** 課題 **
人型気球の設計についての文章から、「動物は基本的に左右対称だが、」を含む語句で始まり「せるということになるだろう。」で終わる部分を、一字も変えずに書き写してください。

** 本文抜粋 **
———
人が乗っている気球の形が雫を逆さまにしたような形な理由は、球体に重いものをぶら下げた場合、球体の下部にしわがより、自然に雫を逆さまにした形になってしまう。ならば、その設計の段階で、雫の形にしてしまえばいい、ということで「ティアドロップ」という形が普及している。

「人型」の気球の設計を考えていると、通常の気球には無い難しさに直面する。

■人体の形が表面積が大きいこと
人体のパーツは頭、胴体、手、足と分かれている。今回、足についてはスカートを履いているような形状だが、頭と手に関しては、内部の熱を急速に冷やしてしまう形になる。
体積を増やすため全体のサイズを大きくする方法もあるのだが、バーナーの熱量を考えると、頭に熱気が送られる前に冷えてしまう。また、作業量も増え、フライト時に風も受けやすくなる。

■曲面で出来ており、動きがあること
紙という平面素材で曲面を作るには、どうしてもポイントを増やさなければならない。例えば、立方体のポイントは8点だが、球体のポイントは増やそうと思えば無限に増やせてしまう。ポイントを増やすと、形は滑らかになるが、作業量が増える。的確なポイントを探すことが大事。
動物は基本的に左右対称だが、今回はつぼみを持っているという動作が加わる。頭だけ右を向けようとしても、自然と右肩が上がってしまうように、一部分を動かすと付随して別の部分に変化をつけないとマネキンのような不自然さが見えてしまう。

■力がかかりにくい形にすること
球体は、全ての形状が外側に膨らむ形となっていて、非常に安定している。しかし、人体は首や腕の付け根など、「凹む形」がある。気球内の空気は、より外側に膨らもうとする力が加わるので、凹んだ箇所に力が集まる。紙を素材としているので、力が集まると当然、破けてしまう。

まとめると、「大切な者を持っている」ということを保ちつつ、「つぼみを抱いた人体」を変形させるということになるだろう。
———
** 提示データ **
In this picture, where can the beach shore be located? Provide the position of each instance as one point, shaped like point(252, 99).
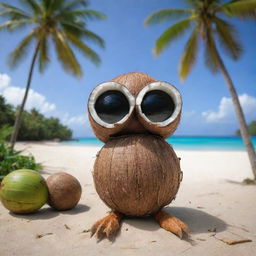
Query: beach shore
point(211, 200)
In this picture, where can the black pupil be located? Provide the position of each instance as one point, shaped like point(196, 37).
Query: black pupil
point(157, 106)
point(111, 106)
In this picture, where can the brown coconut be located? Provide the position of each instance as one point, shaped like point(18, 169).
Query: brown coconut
point(64, 191)
point(137, 174)
point(134, 82)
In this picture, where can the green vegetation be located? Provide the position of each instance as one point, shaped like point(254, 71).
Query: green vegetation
point(211, 28)
point(251, 129)
point(60, 22)
point(11, 160)
point(34, 126)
———
** 解答 **
動物は基本的に左右対称だが、今回はつぼみを持っているという動作が加わる。頭だけ右を向けようとしても、自然と右肩が上がってしまうように、一部分を動かすと付随して別の部分に変化をつけないとマネキンのような不自然さが見えてしまう。

■力がかかりにくい形にすること
球体は、全ての形状が外側に膨らむ形となっていて、非常に安定している。しかし、人体は首や腕の付け根など、「凹む形」がある。気球内の空気は、より外側に膨らもうとする力が加わるので、凹んだ箇所に力が集まる。紙を素材としているので、力が集まると当然、破けてしまう。

まとめると、「大切な者を持っている」ということを保ちつつ、「つぼみを抱いた人体」を変形させるということになるだろう。